--- Start ARTICLE ---
Reverse Engineering 101: Dissecting Software

Reverse engineering… Could it be just the opposite of engineering? Is it that simple? Let’s see!

Reverse engineering is a very broad field which has lots of applications. Not just that, but almost anything can be reverse engineered too. Let’s take a look at it in this post.

Reverse Engineering

Reverse engineering is basically understanding the internals of something without having access to the original design. While a lot of people think of software when the words “reverse engineering” are said, it, unsurprisingly, isn’t limited to software.

Anything that has properties and behaviour can be reverse engineered. For example, mechanical parts can be reverse engineered to create a replacement for a broken part in a mechanical system if a replacement is no longer being sold. You would have to reverse engineer the system, know where that part fits, what its dimensions are, what material it is made of, etc…

Anything, you say? Well, yes. Maybe you could even figure out how to make a Nuka-Cola… Easy on the radiation, though!

Electronics Reverse Engineering

Modern electronic circuit boards are usually complex and have a lot of components. Just by looking at a PCB, you wouldn’t really know what it does most of the time. However, you can start following the traces, chips, and other components on the PCB and figure out exactly what it consists of and how they’re connected. Add some more specialised tools, some reverse engineering skills, and you now know how the logic inside the circuit itself (or even the chips themselves) works.

Software Reverse Engineering

Like all other forms of reverse engineering, software reverse engineering is understanding how software works without having access to its original design.

In this case, the design/implementation is the source code. You can check The Life of a Binary to understand more on how software is built. But the summary is as follows:

  • Software is compiled from source code into a binary file (also known as a program)
  • The binary file is loaded by the operating system
  • The program behaves based on how it is programmed
    • e.g. You click some button you get some action

We can do exactly the opposite of that and then we would’ve reverse engineered a program. With only one difference: we don’t go back to the original source code. We only want to understand how the program is behaving. We can’t get the exact original source code from the binary, and luckily, that doesn’t matter! It doesn’t matter what a variable’s name is or how a developer decided to write a function. As long as we have a behaviour, we can reverse engineer it and we can get pretty close to what the developer wrote. Just not the exact same source code.
--- End ARTICLE ---
WRITTEN INSTRUCTION A. In the reverse engineering article, what can mechanical parts be reverse engineered to create?
WRITTEN INSTRUCTION B. Reproduce word for word the stretch of the reverse engineering article that starts at "Reverse Engineering 101: Dissecting" and ends at "in this post.".
--- Start DATASET ENTRIES ---
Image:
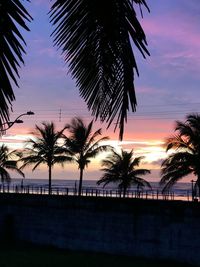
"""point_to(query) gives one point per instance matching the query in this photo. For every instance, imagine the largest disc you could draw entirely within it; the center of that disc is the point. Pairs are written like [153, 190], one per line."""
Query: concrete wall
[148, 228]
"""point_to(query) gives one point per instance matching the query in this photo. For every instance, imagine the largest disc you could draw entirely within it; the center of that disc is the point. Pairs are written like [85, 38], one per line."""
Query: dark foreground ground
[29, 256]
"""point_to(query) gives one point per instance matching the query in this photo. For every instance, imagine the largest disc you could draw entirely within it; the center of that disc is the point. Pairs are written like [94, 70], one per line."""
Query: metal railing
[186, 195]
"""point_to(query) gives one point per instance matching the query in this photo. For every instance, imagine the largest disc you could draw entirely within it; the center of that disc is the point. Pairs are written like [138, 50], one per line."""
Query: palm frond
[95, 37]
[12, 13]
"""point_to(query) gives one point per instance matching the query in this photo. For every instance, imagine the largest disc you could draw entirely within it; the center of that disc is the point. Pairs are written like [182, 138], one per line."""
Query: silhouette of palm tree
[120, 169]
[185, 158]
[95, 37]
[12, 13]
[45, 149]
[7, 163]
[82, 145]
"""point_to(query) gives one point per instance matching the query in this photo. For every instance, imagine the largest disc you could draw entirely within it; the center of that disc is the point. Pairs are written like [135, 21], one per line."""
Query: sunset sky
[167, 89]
--- End DATASET ENTRIES ---
--- Start DATASET ENTRIES ---
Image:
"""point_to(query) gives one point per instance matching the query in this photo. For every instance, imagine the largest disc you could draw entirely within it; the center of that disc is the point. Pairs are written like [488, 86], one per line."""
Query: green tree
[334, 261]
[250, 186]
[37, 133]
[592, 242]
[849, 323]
--- End DATASET ENTRIES ---
WRITTEN REPLY A. A replacement for a broken part in a mechanical system when a replacement is no longer being sold.

WRITTEN REPLY B.
Reverse Engineering 101: Dissecting Software

Reverse engineering… Could it be just the opposite of engineering? Is it that simple? Let’s see!

Reverse engineering is a very broad field which has lots of applications. Not just that, but almost anything can be reverse engineered too. Let’s take a look at it in this post.